▸ Exercise requirements
Would you please retype the records that follow, word for word?

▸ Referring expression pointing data
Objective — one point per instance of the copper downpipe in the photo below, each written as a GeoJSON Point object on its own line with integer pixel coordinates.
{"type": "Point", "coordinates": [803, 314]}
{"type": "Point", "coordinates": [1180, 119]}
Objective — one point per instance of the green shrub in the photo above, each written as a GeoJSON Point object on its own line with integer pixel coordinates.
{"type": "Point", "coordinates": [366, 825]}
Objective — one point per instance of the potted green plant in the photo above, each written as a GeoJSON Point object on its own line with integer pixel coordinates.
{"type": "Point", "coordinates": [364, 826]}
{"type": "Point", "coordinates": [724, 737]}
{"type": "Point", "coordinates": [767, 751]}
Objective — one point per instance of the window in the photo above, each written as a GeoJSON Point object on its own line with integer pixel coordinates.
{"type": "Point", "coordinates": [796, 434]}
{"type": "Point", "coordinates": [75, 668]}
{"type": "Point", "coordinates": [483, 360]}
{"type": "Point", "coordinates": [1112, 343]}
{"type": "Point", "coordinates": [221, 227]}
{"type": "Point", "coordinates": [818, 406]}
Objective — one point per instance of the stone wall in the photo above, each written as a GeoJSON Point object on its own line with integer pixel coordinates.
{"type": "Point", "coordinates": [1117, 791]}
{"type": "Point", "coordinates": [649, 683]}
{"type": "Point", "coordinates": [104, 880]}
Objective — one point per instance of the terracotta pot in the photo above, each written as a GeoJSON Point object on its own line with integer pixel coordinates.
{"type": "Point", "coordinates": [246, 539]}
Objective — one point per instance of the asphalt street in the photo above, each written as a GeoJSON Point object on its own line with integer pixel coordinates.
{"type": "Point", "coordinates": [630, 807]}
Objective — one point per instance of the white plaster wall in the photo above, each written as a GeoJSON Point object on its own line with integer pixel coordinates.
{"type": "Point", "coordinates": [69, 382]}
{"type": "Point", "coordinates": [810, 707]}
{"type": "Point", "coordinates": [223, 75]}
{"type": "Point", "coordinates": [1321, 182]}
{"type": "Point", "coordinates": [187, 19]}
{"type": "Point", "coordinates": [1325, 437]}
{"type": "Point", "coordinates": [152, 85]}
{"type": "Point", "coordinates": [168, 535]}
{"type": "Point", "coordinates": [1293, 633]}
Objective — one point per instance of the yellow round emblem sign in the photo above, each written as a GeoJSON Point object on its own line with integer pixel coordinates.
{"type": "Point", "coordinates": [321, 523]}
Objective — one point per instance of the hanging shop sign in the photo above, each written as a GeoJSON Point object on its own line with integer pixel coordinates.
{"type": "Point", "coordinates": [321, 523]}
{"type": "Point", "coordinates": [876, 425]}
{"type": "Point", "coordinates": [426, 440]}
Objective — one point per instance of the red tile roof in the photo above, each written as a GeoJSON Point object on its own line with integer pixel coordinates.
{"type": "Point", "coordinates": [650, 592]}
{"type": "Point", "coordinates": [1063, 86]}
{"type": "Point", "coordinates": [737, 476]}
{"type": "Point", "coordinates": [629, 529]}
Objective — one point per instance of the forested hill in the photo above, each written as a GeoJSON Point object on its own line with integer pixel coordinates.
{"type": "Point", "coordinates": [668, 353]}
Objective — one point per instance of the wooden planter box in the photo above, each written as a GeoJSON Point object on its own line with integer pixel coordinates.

▸ Task result
Objective — one point per instance of the copper downpipe in the photo below, each written as a GeoJSON Point object on its own line with integer pixel coordinates.
{"type": "Point", "coordinates": [803, 314]}
{"type": "Point", "coordinates": [1180, 119]}
Objective — one point per instance of the green shrub in the photo above, each written as a GeoJSON Point object on its own line with integer pixel coordinates.
{"type": "Point", "coordinates": [366, 825]}
Objective — one point per instance of the potted green plant in the photo above, each written as a GeoJSON Point object on its own line with integer pixel coordinates.
{"type": "Point", "coordinates": [364, 826]}
{"type": "Point", "coordinates": [724, 737]}
{"type": "Point", "coordinates": [767, 751]}
Objective — one point per instance of the window in the photo above, each written as a GeoJSON Point object on its own line with integer pixel coordinates.
{"type": "Point", "coordinates": [796, 434]}
{"type": "Point", "coordinates": [75, 668]}
{"type": "Point", "coordinates": [483, 360]}
{"type": "Point", "coordinates": [1112, 343]}
{"type": "Point", "coordinates": [221, 227]}
{"type": "Point", "coordinates": [818, 406]}
Objective — one point per instance of the stone wall in the photo above, each written as a GeoJSON Point object on its own line with integer pixel coordinates.
{"type": "Point", "coordinates": [1117, 791]}
{"type": "Point", "coordinates": [649, 683]}
{"type": "Point", "coordinates": [104, 880]}
Objective — one point per instance of the terracotta pot in the photo above, each written as a GeoJSON Point object on its own line with integer pixel coordinates.
{"type": "Point", "coordinates": [246, 539]}
Objective — one point per instance of the asphalt street in the photo above, each written as a GeoJSON Point object on its own line with integer pixel coordinates.
{"type": "Point", "coordinates": [630, 807]}
Objective — one point per instance of the white plaster wall in the photo above, each written as a GeoJSON Point object on its own line with integer pixel coordinates.
{"type": "Point", "coordinates": [69, 382]}
{"type": "Point", "coordinates": [810, 707]}
{"type": "Point", "coordinates": [223, 75]}
{"type": "Point", "coordinates": [1321, 182]}
{"type": "Point", "coordinates": [187, 19]}
{"type": "Point", "coordinates": [1325, 437]}
{"type": "Point", "coordinates": [152, 85]}
{"type": "Point", "coordinates": [168, 535]}
{"type": "Point", "coordinates": [1293, 633]}
Objective — one point per instance of the yellow round emblem sign in the photo above, each written as a GeoJSON Point object on its own line with integer pixel coordinates.
{"type": "Point", "coordinates": [321, 523]}
Objective — one point per instance of the hanging shop sign in the photo above, each written as a GeoJSON Point object on its own line with integer pixel coordinates.
{"type": "Point", "coordinates": [321, 523]}
{"type": "Point", "coordinates": [876, 425]}
{"type": "Point", "coordinates": [426, 440]}
Objective — one point per instance of the red tile roof in the photo above, each written as a GeoJSON Point object on its own line with integer pixel coordinates.
{"type": "Point", "coordinates": [650, 592]}
{"type": "Point", "coordinates": [1063, 86]}
{"type": "Point", "coordinates": [737, 476]}
{"type": "Point", "coordinates": [629, 529]}
Objective — one point per instance of the forested hill in the photo above, each written as a GeoJSON Point object on its own line with integer pixel coordinates.
{"type": "Point", "coordinates": [668, 353]}
Objective — one point per instance of the wooden planter box in the photo above, each written as a GeoJSON Point object on its own line with integer pixel coordinates.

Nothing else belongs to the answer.